The aircraft was not fitted with an AI or DI.

It did have a venturi powered T&B.

Forecast was a 70% chance icing at 2000' amsl.

Terrain along the track was around 2000' amsl.

He was unfamiliar with the aircraft having just purchased it that morning (and which for what it is worth had done 2.6 hours since last annual and that had expired ).

He had received 3 weather briefings that morning, all indicating IFR conditions along his route. He departed anyway in an aircraft he had just purchased, that had barely flown in 12 months, that had no AI or DI, had a venturi powered T&B, in forecast icing conditions with vis below VMC in mist and rain, a cloud base forecast to be 600' AGL, for a long, multistage cross country flight to make a family get together later that day.

He ended up in cloud and soon after impacted the ground.

Poor bastard but I don't care how many hours he had - that to me is really bad judgement and was an accident all set up to happen.


Do you really believe the most likely cause of that accident is unexpected turbulence from a wind farm? Sorry smells like a textbook loss of control in IMC accident to me.
I guess the idea of wind tower turbulence is so new to some that it just don't register as a possibility.

What we have seen demonstrated from the fog clearance photos posted earlier in this thread is the way wind tower turbulence splays out and affects the air above and below the actual tower rotor disc area i.e., cleared the fog. The effects are also mentioned in the research done in relation to the 'fog photos'. I would put that as evidenced by the fog photos that there is a high possibility of the wind turbine rotor turbulence 'lifting' the cloud base down wind of the turbine. Thus allowing a pilot to do figure 8 orbits whilst reprogramming a GPS. I would suggest that if a pilot were forced onto a basic T+B they would be more likely to fly away on a direct heading after doing the initial visual wind tower clearing 90º turn rather then doing figure 8's on the T+B.

The problem with the down wind of wind tower reference is the report places the accident roughly upwind of the nearest towers. Except, (using the GPS lat/long provided) there is a further larger number of wind turbines just roughly north and west of the accident site.

◆ **Material shown**:
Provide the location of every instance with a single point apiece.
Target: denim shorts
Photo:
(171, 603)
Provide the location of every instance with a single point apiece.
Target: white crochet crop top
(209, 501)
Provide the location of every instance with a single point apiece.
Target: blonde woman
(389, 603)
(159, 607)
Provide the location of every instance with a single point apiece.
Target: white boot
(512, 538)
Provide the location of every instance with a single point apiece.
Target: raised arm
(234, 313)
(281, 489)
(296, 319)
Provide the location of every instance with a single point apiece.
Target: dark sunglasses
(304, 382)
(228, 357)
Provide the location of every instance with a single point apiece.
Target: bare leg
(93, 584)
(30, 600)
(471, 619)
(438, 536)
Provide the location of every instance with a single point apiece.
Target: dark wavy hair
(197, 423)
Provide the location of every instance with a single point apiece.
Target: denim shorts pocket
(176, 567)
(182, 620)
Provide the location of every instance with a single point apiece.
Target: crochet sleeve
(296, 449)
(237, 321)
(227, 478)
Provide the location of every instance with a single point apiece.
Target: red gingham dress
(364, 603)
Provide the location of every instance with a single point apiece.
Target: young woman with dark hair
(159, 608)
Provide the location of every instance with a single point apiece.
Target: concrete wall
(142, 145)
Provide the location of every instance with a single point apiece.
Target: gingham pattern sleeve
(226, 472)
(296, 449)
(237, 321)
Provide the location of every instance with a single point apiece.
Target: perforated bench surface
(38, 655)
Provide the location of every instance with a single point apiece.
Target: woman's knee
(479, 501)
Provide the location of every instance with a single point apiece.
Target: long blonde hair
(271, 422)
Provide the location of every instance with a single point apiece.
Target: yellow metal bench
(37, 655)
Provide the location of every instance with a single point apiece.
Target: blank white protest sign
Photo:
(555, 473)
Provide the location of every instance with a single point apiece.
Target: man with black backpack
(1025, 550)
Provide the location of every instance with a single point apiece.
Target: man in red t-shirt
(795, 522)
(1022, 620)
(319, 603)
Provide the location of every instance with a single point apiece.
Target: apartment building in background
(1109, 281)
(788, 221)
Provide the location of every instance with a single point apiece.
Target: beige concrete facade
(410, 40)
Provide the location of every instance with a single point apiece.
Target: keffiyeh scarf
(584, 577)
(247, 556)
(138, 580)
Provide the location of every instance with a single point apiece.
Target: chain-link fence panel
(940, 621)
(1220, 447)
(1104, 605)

◆ **What is needed**:
In the aviation accident text:
(a) What chance of icing was forecast, and at what altitude?
(b) How many weather briefings were received that morning?
(c) Where does the report place the accident relative to the nearest towers?
Answer using only the aviation accident text, not the records.

◆ **Solved exercise**:
(a) A 70% chance of icing at 2000' amsl.
(b) Three.
(c) Roughly upwind of the nearest towers.